Required work: Write out, please, the line containing "Wildlife-tally request: put a marker on the dense bush" together with all lines after it, up to and including the last one, with no other output.

Records supplied:
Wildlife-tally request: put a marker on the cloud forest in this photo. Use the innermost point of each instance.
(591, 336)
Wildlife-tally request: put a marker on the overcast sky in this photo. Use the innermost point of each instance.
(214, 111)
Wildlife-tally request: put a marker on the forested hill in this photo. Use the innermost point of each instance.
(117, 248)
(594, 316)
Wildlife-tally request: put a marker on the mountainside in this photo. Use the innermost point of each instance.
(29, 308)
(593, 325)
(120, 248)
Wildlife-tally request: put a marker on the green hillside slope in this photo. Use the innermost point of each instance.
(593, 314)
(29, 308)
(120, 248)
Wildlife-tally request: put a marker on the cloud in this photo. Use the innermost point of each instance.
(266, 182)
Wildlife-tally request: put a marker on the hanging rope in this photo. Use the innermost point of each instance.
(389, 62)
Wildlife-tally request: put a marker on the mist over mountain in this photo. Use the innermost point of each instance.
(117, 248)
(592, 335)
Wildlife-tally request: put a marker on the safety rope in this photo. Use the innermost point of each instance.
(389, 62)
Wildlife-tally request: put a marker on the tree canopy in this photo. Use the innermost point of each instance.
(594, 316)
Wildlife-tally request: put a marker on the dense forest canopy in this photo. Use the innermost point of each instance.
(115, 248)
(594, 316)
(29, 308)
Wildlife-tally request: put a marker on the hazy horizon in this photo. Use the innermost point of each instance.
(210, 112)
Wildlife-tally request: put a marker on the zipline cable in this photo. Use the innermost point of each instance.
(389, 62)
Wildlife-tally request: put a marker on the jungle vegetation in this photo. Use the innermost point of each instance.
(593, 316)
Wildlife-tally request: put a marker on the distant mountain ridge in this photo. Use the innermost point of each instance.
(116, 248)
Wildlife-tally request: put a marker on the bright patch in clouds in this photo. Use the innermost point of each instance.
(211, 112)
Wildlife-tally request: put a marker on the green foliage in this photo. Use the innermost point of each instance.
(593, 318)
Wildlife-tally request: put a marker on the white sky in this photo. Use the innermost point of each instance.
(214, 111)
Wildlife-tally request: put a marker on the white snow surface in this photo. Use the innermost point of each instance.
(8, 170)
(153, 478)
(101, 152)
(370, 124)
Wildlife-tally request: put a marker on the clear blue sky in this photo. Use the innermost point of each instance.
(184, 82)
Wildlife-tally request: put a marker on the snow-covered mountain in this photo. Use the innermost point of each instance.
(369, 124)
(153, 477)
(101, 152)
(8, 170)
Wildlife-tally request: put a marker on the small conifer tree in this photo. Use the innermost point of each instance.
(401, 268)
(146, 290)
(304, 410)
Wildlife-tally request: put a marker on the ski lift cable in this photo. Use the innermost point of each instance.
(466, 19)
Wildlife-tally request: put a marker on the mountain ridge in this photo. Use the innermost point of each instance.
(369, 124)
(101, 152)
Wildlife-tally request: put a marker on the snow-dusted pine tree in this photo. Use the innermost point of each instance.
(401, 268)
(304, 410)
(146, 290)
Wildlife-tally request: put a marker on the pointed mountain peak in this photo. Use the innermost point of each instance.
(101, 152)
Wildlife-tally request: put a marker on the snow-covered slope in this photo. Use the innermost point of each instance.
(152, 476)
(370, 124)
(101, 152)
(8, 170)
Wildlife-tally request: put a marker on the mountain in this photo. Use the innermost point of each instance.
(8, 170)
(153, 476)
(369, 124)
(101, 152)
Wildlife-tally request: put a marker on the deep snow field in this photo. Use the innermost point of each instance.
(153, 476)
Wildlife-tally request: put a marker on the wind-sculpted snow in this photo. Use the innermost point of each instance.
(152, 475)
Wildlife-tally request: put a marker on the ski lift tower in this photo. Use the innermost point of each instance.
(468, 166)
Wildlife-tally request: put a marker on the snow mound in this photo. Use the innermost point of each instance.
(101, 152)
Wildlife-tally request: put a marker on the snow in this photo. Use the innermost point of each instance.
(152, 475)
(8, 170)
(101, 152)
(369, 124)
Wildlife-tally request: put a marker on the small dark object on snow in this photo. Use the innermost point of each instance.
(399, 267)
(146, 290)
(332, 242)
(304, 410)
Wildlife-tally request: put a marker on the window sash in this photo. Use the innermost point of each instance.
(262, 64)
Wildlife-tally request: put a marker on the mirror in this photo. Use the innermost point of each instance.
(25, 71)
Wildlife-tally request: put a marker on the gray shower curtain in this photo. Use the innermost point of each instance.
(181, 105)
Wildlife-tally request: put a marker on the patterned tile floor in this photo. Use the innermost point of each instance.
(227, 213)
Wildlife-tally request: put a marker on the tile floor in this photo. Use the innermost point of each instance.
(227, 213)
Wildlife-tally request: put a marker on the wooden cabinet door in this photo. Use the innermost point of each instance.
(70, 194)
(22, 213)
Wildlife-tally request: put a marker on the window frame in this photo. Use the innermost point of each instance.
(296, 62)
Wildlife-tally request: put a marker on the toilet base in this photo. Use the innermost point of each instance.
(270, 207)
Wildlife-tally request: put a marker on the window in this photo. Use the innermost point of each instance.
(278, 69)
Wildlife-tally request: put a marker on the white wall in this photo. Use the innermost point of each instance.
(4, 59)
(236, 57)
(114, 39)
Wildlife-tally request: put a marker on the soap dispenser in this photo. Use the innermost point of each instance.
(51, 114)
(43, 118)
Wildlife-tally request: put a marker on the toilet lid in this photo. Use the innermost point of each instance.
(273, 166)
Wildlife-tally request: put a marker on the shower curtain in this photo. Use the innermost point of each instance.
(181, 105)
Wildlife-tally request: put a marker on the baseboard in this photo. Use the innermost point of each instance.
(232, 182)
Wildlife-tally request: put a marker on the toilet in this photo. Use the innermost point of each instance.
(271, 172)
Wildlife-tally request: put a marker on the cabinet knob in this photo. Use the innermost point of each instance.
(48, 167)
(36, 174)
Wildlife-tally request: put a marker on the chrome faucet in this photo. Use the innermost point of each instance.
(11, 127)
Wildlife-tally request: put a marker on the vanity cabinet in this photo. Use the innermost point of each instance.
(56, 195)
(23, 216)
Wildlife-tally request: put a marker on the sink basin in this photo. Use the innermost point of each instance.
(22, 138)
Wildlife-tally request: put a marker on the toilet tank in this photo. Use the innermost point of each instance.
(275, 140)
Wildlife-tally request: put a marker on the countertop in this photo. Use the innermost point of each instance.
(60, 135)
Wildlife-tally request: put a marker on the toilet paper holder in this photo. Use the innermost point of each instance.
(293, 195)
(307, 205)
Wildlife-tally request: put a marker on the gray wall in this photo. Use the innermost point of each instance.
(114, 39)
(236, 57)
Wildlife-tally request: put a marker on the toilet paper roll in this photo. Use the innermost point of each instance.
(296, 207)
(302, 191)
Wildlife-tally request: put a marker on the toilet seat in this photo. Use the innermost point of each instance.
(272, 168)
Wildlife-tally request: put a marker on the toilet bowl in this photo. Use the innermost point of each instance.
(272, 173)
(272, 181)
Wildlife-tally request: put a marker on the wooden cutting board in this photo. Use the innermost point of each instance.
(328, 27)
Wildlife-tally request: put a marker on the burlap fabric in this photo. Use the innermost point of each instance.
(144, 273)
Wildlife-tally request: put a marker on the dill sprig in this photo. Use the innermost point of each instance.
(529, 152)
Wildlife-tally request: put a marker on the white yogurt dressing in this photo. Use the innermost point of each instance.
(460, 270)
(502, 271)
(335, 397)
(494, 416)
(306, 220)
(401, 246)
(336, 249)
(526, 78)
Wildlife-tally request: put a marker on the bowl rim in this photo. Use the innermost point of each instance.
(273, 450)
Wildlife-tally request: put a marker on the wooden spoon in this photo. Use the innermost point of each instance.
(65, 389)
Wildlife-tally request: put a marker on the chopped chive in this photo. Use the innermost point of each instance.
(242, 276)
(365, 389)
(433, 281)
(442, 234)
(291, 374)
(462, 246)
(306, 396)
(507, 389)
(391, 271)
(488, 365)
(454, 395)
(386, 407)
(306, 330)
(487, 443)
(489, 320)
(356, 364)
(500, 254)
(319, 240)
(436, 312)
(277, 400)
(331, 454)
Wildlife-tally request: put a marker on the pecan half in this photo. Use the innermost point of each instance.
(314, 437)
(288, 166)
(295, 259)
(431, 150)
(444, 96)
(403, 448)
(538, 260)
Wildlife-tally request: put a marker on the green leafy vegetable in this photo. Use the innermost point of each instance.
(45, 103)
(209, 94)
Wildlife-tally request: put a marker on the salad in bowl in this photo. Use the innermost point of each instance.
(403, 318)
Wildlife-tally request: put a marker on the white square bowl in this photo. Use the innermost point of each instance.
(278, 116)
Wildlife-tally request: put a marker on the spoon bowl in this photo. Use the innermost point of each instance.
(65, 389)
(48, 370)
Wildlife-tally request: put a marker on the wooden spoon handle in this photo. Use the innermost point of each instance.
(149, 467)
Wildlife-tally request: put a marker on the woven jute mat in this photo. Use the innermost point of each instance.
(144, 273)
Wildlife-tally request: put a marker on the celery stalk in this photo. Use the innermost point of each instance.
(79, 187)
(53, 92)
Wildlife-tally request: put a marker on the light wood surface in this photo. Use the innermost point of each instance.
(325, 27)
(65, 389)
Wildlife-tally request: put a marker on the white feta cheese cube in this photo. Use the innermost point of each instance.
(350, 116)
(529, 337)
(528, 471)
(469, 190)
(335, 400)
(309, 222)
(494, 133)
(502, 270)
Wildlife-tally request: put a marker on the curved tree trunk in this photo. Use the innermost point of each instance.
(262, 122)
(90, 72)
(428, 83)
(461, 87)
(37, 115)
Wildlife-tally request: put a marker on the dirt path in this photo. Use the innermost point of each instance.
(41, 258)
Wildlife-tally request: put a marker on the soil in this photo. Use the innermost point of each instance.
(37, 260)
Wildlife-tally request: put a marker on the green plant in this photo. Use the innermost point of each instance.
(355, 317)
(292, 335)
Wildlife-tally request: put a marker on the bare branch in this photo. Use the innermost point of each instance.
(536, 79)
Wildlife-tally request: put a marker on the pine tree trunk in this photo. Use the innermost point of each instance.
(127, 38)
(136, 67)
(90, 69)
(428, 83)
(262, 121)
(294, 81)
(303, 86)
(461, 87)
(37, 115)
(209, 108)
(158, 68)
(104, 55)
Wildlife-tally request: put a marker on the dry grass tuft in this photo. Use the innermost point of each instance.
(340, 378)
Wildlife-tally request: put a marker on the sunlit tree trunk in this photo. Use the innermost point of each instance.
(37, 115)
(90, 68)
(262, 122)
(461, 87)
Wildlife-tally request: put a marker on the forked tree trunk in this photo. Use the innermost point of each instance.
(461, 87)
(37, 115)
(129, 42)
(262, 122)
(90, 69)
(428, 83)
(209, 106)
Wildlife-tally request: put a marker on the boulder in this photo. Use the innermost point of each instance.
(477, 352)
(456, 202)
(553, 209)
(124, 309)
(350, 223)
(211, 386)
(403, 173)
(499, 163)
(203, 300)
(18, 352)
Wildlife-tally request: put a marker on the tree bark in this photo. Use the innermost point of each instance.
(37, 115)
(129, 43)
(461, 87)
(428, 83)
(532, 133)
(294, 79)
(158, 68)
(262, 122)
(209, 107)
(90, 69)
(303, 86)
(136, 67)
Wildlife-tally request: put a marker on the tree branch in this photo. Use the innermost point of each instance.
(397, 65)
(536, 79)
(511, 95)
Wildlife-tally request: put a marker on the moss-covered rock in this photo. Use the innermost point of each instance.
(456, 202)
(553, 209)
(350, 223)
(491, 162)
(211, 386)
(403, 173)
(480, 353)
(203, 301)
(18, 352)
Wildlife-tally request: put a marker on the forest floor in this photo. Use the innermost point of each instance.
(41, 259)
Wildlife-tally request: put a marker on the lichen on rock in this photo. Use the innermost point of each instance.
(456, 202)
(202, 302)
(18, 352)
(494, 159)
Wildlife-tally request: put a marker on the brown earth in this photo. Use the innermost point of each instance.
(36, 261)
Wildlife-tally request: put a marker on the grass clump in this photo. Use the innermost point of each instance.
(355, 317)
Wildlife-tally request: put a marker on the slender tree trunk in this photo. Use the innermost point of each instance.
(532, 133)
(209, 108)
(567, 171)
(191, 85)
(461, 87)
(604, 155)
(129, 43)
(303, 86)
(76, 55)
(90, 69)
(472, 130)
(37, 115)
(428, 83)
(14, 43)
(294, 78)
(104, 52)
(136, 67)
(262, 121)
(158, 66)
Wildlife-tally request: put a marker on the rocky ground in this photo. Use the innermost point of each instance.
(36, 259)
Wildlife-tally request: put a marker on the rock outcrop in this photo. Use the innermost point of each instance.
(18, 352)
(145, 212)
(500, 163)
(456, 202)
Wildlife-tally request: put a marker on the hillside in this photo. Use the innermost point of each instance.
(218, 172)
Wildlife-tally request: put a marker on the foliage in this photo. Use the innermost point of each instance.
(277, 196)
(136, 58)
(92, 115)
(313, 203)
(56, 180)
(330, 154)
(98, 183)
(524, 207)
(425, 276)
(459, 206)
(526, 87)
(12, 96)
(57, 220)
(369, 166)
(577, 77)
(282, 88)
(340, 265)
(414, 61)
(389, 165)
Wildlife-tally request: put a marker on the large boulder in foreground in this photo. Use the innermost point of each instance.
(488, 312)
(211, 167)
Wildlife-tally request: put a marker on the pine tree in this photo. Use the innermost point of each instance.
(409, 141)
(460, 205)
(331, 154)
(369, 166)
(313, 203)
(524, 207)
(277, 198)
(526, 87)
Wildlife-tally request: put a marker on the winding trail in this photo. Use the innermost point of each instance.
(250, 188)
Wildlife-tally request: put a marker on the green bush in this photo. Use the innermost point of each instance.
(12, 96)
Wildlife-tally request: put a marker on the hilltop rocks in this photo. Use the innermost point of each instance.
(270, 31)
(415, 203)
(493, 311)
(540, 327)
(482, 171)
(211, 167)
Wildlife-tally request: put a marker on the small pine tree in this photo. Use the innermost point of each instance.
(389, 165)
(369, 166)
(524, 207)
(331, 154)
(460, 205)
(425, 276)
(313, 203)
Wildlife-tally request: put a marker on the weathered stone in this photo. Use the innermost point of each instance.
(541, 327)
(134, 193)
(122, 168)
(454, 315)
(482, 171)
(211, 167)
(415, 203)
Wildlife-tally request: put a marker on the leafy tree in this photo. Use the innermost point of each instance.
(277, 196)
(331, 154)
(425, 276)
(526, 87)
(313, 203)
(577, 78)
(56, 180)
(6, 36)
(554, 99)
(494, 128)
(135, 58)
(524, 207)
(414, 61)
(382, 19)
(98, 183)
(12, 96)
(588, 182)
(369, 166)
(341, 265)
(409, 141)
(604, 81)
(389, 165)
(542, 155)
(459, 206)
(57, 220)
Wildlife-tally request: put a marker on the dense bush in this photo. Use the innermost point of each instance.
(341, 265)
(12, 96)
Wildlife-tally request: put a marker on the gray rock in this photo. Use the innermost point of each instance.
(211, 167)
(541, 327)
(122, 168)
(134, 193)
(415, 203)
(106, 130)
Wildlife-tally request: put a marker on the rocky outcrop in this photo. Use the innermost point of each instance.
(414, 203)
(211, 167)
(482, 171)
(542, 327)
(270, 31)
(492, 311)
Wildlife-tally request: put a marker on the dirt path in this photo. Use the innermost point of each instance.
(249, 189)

Solution for this task:
Wildlife-tally request: put a marker on the dense bush in this photo. Use the innermost point of each instance.
(341, 265)
(12, 96)
Wildlife-tally request: put a marker on the gray rock in this photo. Use the innermost point of each instance.
(211, 167)
(541, 327)
(122, 168)
(134, 193)
(415, 203)
(106, 130)
Wildlife-tally request: put a marker on the rocky outcrop in this photo. Use the innermost point of each instance.
(414, 203)
(211, 167)
(482, 171)
(542, 327)
(270, 31)
(492, 311)
Wildlife-tally request: put a marker on the dirt path in this photo. Use the innermost point of each instance.
(249, 189)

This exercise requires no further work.